Document section =>
Content starts

Culture Case Study: Buurtzorg
- Malini
- Jun 4
- 2 min read
Disclaimer: Culture isn’t copy-paste. What works for Dutch nurses may not work for your startup in Lagos or design agency in São Paulo. But exploring real, working cultures helps us stretch our imagination: what if we really trusted people to do great work — no micromanagement, no middle managers?
The Dutch Nurses Who Fired Their Bosses (and Made Healthcare Human Again)

The Problem: Healthcare That Forgot the “Care” Part
Let’s be honest — most healthcare systems are drowning in admin, overwork, and middle management.
In the Netherlands, this was no different. Home-care nurses were spending more time checking boxes than actually caring for patients.
Enter: Jos de Blok, a former nurse who had had it.
In 2006, he started a radical little home-care company with just four nurses, one simple idea, and zero managers.
The idea? “Humanity over bureaucracy.” (Also known as: stop making nurses fill out forms all day.)
The Buurtzorg Model: No Managers, No Silos, Just Care
At Buurtzorg, the entire organization runs on self-managed teams of 10–12 nurses. No supervisors. No call center. No org chart jungle.
Each team:
Hires their own colleagues 👋
Divides tasks amongst themselves 🧠
Manages their own schedules and caseloads 📆
Solves problems locally — no need to "escalate" 💁♀️
And the result? The nurses are happier. The patients are healthier. And the whole thing costs less than the traditional model.

Content ends

To do =>
a – Transcribe the part of the Buurtzorg case study starting with "The Dutch Nurses" and going on through "had had it.".
b – Continue the Buurtzorg case study from its last sentence.

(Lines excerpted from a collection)
Content starts

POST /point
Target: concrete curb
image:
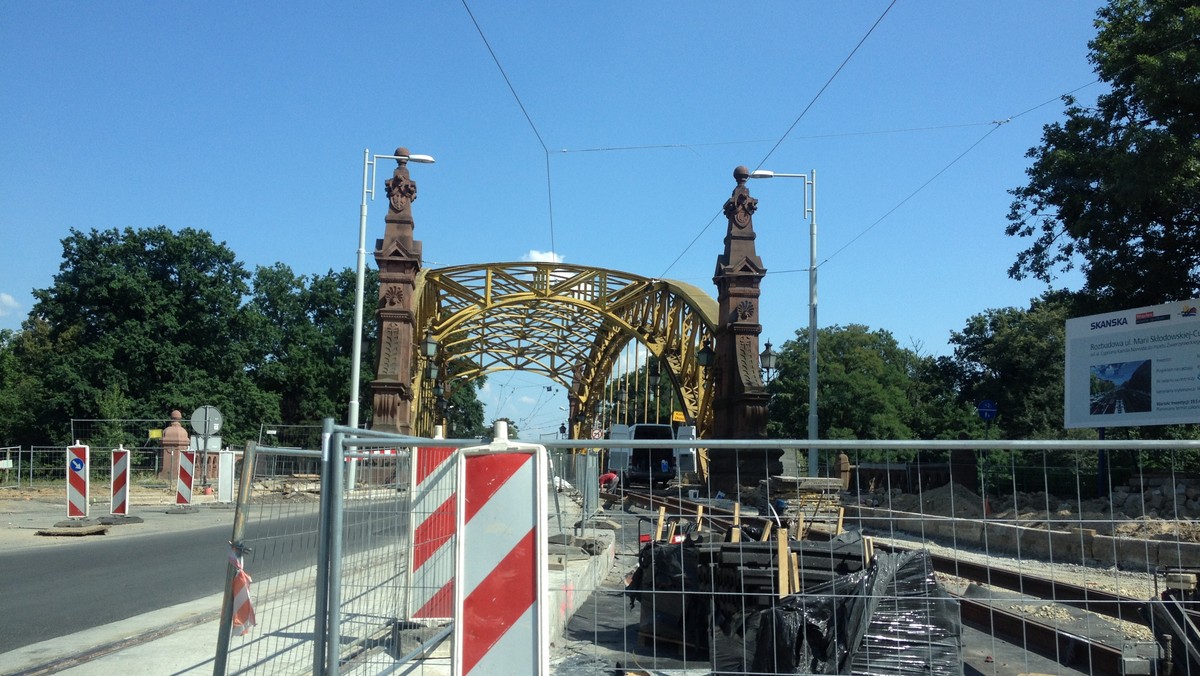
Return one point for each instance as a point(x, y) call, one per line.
point(1072, 545)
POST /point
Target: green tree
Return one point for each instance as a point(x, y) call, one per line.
point(304, 328)
point(1015, 357)
point(141, 321)
point(1115, 189)
point(864, 381)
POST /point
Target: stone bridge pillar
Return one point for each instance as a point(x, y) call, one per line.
point(739, 402)
point(399, 257)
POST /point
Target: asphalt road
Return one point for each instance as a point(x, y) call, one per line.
point(54, 586)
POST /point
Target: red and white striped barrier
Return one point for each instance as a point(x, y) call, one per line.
point(432, 527)
point(120, 482)
point(186, 471)
point(501, 599)
point(243, 608)
point(78, 468)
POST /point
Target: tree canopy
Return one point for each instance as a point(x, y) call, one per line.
point(139, 322)
point(1115, 189)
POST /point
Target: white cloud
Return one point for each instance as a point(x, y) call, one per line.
point(535, 256)
point(7, 305)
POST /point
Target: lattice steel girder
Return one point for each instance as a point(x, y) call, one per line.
point(568, 323)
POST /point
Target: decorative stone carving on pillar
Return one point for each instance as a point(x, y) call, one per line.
point(739, 402)
point(174, 441)
point(399, 258)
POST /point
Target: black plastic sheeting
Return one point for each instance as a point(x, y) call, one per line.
point(675, 606)
point(891, 618)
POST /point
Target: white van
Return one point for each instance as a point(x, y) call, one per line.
point(651, 466)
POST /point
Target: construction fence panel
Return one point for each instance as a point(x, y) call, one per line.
point(277, 530)
point(46, 466)
point(903, 557)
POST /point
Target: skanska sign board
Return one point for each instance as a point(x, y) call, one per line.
point(1137, 366)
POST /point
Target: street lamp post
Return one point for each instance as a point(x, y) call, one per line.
point(369, 166)
point(810, 213)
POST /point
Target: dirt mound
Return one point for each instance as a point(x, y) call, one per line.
point(952, 500)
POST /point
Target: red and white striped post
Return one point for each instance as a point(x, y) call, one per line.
point(78, 468)
point(501, 598)
point(186, 471)
point(120, 482)
point(432, 527)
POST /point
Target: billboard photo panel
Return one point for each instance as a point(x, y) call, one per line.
point(1137, 366)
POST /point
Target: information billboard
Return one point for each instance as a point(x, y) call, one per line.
point(1137, 366)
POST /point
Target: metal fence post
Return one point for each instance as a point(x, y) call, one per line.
point(335, 552)
point(238, 544)
point(323, 546)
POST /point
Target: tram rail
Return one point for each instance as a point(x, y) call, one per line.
point(1067, 647)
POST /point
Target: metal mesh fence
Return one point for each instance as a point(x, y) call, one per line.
point(905, 557)
point(45, 466)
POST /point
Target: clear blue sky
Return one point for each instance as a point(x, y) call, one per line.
point(250, 119)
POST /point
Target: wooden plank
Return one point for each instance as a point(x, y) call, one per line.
point(736, 533)
point(766, 531)
point(785, 578)
point(796, 573)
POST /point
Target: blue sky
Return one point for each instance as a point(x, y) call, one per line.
point(250, 119)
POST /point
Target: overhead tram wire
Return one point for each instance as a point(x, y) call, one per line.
point(545, 150)
point(798, 118)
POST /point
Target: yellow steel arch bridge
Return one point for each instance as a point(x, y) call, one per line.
point(569, 323)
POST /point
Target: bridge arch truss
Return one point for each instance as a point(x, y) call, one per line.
point(569, 323)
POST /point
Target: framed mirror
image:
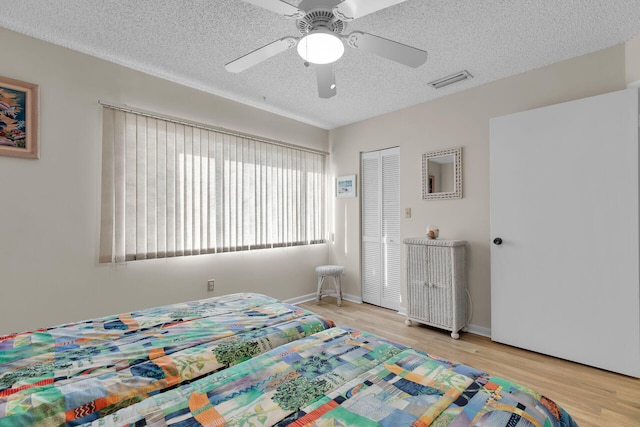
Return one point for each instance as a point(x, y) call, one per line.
point(442, 174)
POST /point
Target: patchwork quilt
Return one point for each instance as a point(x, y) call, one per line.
point(246, 360)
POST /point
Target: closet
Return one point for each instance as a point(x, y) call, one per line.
point(565, 250)
point(380, 221)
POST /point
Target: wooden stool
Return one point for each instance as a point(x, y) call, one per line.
point(334, 271)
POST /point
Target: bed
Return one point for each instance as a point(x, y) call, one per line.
point(245, 360)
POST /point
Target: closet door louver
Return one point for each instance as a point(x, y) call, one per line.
point(391, 229)
point(371, 228)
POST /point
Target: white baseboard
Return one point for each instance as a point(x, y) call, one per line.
point(478, 330)
point(473, 329)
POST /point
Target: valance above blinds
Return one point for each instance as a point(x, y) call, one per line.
point(172, 189)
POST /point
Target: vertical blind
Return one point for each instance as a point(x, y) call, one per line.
point(173, 189)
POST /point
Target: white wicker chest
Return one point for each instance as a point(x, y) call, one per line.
point(436, 283)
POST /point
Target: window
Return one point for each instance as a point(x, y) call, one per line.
point(171, 188)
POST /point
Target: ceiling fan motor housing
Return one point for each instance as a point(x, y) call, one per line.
point(320, 18)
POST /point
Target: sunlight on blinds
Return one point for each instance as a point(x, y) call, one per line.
point(170, 189)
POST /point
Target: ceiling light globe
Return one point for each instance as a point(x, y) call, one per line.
point(320, 47)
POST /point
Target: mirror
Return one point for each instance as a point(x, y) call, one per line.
point(442, 174)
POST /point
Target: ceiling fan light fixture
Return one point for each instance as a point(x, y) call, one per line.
point(321, 47)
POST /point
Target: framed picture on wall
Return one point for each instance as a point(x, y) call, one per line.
point(346, 186)
point(18, 118)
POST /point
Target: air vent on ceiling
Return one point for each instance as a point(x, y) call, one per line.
point(453, 78)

Content ends

Responses to the exercise =>
a –
The Dutch Nurses Who Fired Their Bosses (and Made Healthcare Human Again)

The Problem: Healthcare That Forgot the “Care” Part
Let’s be honest — most healthcare systems are drowning in admin, overwork, and middle management.
In the Netherlands, this was no different. Home-care nurses were spending more time checking boxes than actually caring for patients.
Enter: Jos de Blok, a former nurse who had had it.

b –
(Yes, you read that right: better care, for less money.)
Culture in Action: How This Actually Works Without Chaos
You might think: “Cool idea. But wouldn’t this just descend into anarchy?” Fair question. But Buurtzorg makes it work with:
Massive trust + solid tools: Teams use a simple IT system to coordinate care, share knowledge, and run logistics. It’s not fancy. It just works.
A tiny, supportive HQ (aka, "the back office"): About 50 people support the whole org — mostly in coaching, legal, and tech. No ivory tower. Just practical help when needed.
A deep culture of responsibility: Everyone is a professional. Everyone is expected to step up. You don’t need a boss when you’ve got purpose.
As Jos puts it:
“People want to be responsible. Just give them the space.”
Results That Speak Louder Than Strategy Decks
💸 30–40% cheaper than traditional care models
❤️ Top-rated patient satisfaction in the Netherlands
👩⚕️ Nurse burnout? Dramatically reduced
🌍 Copied in over 30 countries, from Sweden to Japan
This isn’t a quirky experiment — it’s a scalable, proven, wildly human approach to organizing work.
What It Feels Like Inside
“You’re trusted to make the right call.”
“We solve things together.”
“You’re not a number here.”
It’s calm. It’s kind. And it’s radically efficient.
Nurses go from exhausted cogs in a machine to proud professionals running the show. The vibe is less “corporate” and more “we’ve got this.”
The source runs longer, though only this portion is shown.